[PAGE EXCERPT]:
/---

Speaker Jerry was Jerry was was not difficult to work with and there was an easiness about it.

Speaker I didn’t feel that because it was not time constraint the way other pieces were like working on Broadway.

Speaker I didn’t feel a great deal of pressure about about doing it.

Speaker I felt that he was restless to to go somewhere with it. Can’t constantly go somewhere. But no, I didn’t I didn’t feel an iron hand of discipline. I didn’t feel that. I felt that he had somehow talked himself into this was a great gift.

Speaker And I’m going to enjoy it.

Speaker I’m going to really experiment. I’m going to see where things go.

Speaker So, you know, it was very, very enjoyable work, very enjoyable, conflicting reports about whether or not you were sworn to secrecy about the work that you did.

Speaker And, you know, we were never I don’t we didn’t sign any anything about about secrecy. No, but of course, I think Jerry did. Yeah. Jerry did say we’d prefer not to tell anybody anything or anybody about it, you know, and we didn’t have anybody really come.

Speaker We had a few people come up.

Speaker Leonard Bernstein came and played the piano for us and Jonquiere and Joe Papp. But very few people ever came to, uh, to, uh, to see us. It’s a strange atmosphere and where eight or 12 people are constantly performing for each other. But no, we weren’t sworn to secrecy.

Speaker I remember once there was someone who want to write a book and Jerry said, don’t tell that person and anything at all. But we were sworn to secrecy.

Speaker Um, do you think it was to his advantage or not that he didn’t have to produce anything?

Speaker Why, it was very difficult on him not to produce something because it’s hard for anybody with that kind of that kind of compulsion of invention to not have any limitation at all.

Speaker On one hand, that that’s very, very true.

Speaker But I think it took its toll on him to keep coming up with stuff.

Speaker I remember once he said a very interesting thing to me. I said I can do this with this script. I was showing him a script of mine or I can do that with the script, but I don’t know what to do, Jerry.

Speaker And he said, you know, I have to say don’t spend so much time on choices. It’s really leave yourself the time to fulfill those choices. That’s what you have to remember.

Speaker And I thought, OK, you know, and I and I think in this situation, Jerry had many, many, many had lots and lots of time to make to make choices. He wasn’t functioning, but he was a man capable of doing, you know, high button shoes like that in a couple of weeks or West Side Story in a few weeks. You know, I think he wanted to do this and luxuriated and then he did, you know.

Speaker How do you think his work at affected his ballet choreography? You mentioned the water. Maybe you can talk more.

Speaker Well, Watermill is a direct, complete direct, in my opinion, piece that came directly out of of the work, the butterflies, the orchestra that that sits on the ground know the no feeling about it all.

\---

Excerpts from a location annotation dataset

/---

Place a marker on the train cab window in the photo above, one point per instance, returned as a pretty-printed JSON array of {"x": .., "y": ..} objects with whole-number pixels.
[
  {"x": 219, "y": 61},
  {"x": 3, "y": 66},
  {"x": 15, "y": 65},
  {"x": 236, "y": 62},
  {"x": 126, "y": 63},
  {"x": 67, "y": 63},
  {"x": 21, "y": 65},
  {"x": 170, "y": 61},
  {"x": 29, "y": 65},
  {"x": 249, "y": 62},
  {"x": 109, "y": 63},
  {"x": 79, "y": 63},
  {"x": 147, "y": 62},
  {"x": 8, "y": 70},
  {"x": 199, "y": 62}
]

\---

[WRITTEN EXERCISE]: Can you retype the passage of the interview transcript starting at "Speaker So, you" and ending at "were sworn to secrecy."?

[TASK RESPONSE]:
Speaker So, you know, it was very, very enjoyable work, very enjoyable, conflicting reports about whether or not you were sworn to secrecy about the work that you did.

Speaker And, you know, we were never I don’t we didn’t sign any anything about about secrecy. No, but of course, I think Jerry did. Yeah. Jerry did say we’d prefer not to tell anybody anything or anybody about it, you know, and we didn’t have anybody really come.

Speaker We had a few people come up.

Speaker Leonard Bernstein came and played the piano for us and Jonquiere and Joe Papp. But very few people ever came to, uh, to, uh, to see us. It’s a strange atmosphere and where eight or 12 people are constantly performing for each other. But no, we weren’t sworn to secrecy.

Speaker I remember once there was someone who want to write a book and Jerry said, don’t tell that person and anything at all. But we were sworn to secrecy.